++++ Records supplied ++++

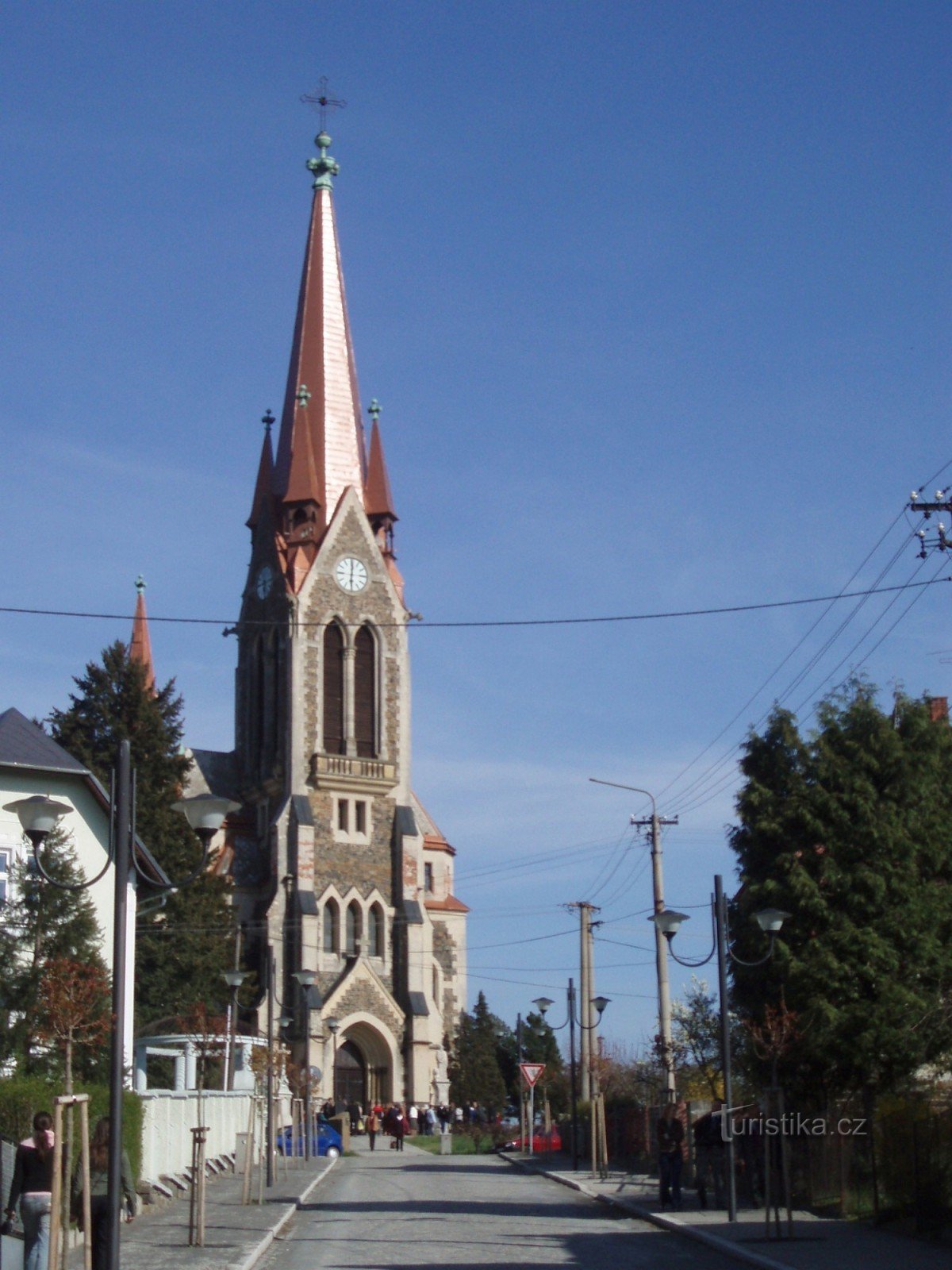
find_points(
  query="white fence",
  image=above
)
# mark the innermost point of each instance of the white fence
(169, 1117)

++++

## [Exercise requirements]
Transcribe every entry exactly, leaving out the pictures.

## [Result of this task]
find_points(
  query="white fence",
  image=above
)
# mark the innermost point of each instance of the white fence
(169, 1117)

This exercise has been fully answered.